### [SOURCE PASSAGE]
= = = =

• Robert.Sterbal (8/27/2012)


    It seems like gene sequences often go in the thousands in lengths, and any change could be a mutation. 90% of all are genes are um... not used in encoding.

    The other part of this is that the genes (think of them as developer code) then spawn protein building (think of that as running code in production)

    I have a basic understanding of DNA/RNA, expression, and protein synthesis. Know the difference between myosis and mitosis (though I'm not actually sure I spelled either one correctly, I know what they are). But that's not enough to have any advice on coding and database options with regard to them.

= = = =

### [WORK ORDER 1]
In the forum post, what does the writer compare protein building to?
### [WORK ORDER 2]
Substitute "gene regulation" for "protein synthesis" and write out the forum post from "I have a basic" to "regard to them.".
The material has no connection to the forum post.

= = = =

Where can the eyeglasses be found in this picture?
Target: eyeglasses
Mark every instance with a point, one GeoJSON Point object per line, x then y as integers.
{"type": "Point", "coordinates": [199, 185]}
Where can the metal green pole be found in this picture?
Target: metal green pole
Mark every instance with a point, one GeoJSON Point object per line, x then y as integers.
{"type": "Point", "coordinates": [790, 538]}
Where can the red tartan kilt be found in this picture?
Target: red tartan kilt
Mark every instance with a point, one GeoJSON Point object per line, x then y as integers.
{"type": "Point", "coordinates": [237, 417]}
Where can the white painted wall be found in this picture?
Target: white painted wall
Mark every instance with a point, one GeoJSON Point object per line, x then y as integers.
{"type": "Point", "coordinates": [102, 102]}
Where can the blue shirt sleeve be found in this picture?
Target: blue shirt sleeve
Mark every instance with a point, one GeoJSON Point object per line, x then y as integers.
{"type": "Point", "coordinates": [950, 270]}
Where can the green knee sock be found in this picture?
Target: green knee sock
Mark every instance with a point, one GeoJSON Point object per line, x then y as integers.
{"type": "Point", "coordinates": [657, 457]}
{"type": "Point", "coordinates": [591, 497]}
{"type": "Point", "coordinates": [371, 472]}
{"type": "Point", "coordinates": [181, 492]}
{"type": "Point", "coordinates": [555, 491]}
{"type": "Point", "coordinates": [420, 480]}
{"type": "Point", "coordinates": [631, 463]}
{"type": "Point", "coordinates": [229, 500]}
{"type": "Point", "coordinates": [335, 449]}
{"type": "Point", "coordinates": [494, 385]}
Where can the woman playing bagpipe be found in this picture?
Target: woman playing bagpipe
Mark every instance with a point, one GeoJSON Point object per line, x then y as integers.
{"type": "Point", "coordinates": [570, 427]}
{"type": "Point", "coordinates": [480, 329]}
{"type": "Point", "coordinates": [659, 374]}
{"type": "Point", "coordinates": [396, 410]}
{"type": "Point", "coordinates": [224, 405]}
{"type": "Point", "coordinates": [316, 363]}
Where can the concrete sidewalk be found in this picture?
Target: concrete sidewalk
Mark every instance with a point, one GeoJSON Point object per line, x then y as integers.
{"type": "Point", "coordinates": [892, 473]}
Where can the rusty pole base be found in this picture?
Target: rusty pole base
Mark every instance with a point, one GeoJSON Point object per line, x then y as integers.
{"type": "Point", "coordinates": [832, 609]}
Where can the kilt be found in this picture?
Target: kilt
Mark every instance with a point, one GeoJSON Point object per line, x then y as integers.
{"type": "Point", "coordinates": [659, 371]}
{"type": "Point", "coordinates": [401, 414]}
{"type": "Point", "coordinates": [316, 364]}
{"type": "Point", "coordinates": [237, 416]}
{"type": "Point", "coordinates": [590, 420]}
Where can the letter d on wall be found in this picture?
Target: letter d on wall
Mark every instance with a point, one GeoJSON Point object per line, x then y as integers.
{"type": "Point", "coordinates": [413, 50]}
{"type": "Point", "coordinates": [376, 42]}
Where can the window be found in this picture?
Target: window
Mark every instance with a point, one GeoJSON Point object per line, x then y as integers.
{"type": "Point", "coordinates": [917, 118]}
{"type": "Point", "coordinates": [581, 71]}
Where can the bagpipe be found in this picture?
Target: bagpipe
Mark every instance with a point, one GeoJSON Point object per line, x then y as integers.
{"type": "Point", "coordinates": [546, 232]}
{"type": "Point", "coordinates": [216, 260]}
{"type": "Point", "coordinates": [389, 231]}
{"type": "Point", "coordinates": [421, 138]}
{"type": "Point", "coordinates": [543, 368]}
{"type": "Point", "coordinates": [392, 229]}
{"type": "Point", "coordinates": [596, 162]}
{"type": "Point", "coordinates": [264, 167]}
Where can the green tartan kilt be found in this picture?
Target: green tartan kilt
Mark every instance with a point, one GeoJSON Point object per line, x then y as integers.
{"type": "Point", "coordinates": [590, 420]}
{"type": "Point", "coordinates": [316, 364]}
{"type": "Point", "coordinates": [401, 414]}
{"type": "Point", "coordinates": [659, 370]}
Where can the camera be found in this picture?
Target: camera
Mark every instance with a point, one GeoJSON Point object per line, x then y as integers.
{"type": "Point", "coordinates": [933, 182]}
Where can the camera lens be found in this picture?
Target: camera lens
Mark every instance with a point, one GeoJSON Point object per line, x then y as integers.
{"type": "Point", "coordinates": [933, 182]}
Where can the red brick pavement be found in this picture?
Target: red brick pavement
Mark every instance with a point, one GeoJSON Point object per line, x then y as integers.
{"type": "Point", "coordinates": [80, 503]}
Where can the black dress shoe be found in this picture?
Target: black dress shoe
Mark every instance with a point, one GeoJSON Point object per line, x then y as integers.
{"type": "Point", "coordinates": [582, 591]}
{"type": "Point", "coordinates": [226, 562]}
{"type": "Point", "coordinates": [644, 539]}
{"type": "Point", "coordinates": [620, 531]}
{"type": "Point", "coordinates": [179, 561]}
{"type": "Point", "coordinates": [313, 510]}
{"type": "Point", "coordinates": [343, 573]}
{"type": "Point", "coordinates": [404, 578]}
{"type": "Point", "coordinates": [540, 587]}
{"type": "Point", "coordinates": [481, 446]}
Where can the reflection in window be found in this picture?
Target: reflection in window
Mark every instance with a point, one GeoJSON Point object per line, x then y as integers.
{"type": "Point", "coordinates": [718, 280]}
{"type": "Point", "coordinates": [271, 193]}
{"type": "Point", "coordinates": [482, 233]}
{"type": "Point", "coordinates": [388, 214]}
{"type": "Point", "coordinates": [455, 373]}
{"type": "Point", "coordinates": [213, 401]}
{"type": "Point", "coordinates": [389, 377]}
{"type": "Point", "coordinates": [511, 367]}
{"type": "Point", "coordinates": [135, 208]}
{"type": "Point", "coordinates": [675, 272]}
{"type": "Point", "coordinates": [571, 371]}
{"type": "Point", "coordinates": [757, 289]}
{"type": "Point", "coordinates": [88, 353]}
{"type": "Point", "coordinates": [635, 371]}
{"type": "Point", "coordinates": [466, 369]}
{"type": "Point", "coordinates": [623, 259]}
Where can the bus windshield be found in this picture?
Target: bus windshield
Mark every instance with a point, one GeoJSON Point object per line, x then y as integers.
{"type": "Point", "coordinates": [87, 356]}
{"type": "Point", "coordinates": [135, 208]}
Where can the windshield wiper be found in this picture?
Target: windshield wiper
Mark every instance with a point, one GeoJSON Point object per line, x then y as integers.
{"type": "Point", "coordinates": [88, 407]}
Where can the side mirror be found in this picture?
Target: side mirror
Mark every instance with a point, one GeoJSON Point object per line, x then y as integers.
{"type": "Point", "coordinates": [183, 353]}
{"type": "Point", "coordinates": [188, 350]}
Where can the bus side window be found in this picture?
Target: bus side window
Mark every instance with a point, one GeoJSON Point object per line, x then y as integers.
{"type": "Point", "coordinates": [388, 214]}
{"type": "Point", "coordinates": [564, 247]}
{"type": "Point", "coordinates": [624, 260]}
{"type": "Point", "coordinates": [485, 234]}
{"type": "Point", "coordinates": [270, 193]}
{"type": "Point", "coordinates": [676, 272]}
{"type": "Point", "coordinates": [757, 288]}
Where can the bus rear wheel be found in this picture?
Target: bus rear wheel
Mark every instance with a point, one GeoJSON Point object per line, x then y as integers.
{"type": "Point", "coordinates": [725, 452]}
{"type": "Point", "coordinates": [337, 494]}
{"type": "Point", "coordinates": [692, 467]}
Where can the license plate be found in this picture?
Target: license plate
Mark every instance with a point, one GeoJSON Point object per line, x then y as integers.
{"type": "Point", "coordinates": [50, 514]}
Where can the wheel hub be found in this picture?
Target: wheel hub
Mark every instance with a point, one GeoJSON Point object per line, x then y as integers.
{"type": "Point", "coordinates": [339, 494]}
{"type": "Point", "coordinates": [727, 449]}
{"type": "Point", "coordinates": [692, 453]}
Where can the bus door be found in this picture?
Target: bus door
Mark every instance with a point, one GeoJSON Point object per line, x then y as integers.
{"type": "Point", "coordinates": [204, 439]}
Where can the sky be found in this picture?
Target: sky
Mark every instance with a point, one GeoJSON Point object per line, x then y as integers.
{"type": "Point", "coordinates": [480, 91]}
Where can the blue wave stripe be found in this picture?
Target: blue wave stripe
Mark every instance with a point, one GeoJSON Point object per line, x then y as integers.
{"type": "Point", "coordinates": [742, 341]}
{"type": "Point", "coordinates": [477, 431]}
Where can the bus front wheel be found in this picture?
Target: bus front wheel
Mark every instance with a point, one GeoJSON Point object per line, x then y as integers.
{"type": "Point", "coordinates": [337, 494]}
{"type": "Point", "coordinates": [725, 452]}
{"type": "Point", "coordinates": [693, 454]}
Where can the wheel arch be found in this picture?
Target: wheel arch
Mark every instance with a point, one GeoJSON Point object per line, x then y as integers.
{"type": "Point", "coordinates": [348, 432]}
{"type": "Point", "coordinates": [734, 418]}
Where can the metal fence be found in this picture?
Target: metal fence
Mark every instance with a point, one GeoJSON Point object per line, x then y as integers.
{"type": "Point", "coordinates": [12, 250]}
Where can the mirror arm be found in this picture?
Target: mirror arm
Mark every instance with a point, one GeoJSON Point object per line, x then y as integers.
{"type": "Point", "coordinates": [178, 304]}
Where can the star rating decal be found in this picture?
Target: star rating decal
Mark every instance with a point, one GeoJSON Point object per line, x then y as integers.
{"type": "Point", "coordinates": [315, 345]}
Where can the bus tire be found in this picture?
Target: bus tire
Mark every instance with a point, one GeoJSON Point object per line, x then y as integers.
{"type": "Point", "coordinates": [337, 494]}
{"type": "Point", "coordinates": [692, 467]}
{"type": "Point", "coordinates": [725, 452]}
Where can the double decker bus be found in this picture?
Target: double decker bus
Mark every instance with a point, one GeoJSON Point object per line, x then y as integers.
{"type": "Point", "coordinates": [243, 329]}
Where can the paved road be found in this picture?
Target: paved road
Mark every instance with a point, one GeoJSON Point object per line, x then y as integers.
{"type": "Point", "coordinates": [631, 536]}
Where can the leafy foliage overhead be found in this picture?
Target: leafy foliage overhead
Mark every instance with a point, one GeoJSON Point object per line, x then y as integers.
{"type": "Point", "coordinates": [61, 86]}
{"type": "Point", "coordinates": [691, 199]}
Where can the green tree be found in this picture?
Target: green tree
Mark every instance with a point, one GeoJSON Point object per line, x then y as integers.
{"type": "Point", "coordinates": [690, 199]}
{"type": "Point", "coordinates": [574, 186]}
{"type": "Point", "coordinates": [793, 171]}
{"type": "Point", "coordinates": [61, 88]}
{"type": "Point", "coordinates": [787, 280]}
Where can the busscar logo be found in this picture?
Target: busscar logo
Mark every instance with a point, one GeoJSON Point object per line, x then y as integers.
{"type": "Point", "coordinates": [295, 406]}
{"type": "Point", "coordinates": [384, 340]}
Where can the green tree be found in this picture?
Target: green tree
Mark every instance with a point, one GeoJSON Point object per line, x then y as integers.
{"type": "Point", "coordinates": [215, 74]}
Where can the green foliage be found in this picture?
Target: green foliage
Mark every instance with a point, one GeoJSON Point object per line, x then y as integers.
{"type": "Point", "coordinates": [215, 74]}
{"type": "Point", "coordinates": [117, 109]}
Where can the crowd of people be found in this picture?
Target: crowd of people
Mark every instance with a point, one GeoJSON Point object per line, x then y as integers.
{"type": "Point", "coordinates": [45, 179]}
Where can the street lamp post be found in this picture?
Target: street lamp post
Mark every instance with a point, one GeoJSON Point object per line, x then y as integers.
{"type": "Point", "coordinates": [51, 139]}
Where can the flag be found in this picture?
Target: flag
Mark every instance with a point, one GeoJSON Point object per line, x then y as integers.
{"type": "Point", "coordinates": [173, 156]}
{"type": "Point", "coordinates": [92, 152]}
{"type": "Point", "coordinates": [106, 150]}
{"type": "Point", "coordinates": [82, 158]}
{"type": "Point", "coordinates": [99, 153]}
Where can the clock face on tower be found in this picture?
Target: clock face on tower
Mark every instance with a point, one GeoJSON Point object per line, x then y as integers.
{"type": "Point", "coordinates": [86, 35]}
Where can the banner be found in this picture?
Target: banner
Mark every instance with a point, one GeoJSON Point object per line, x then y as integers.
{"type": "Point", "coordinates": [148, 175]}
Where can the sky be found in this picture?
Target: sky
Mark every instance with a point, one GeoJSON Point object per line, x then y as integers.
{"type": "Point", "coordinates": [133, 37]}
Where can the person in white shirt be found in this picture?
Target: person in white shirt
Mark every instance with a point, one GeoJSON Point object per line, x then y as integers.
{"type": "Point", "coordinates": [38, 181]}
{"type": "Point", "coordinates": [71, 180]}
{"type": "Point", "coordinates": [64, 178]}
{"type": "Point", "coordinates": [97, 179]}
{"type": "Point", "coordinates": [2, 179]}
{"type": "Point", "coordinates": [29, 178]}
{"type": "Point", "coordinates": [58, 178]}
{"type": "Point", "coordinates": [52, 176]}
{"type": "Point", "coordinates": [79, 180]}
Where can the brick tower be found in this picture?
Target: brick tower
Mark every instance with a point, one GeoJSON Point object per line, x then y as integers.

= = = =

### [TASK ANSWER 1]
Running code in production.

### [TASK ANSWER 2]
I have a basic understanding of DNA/RNA, expression, and gene regulation. Know the difference between myosis and mitosis (though I'm not actually sure I spelled either one correctly, I know what they are). But that's not enough to have any advice on coding and database options with regard to them.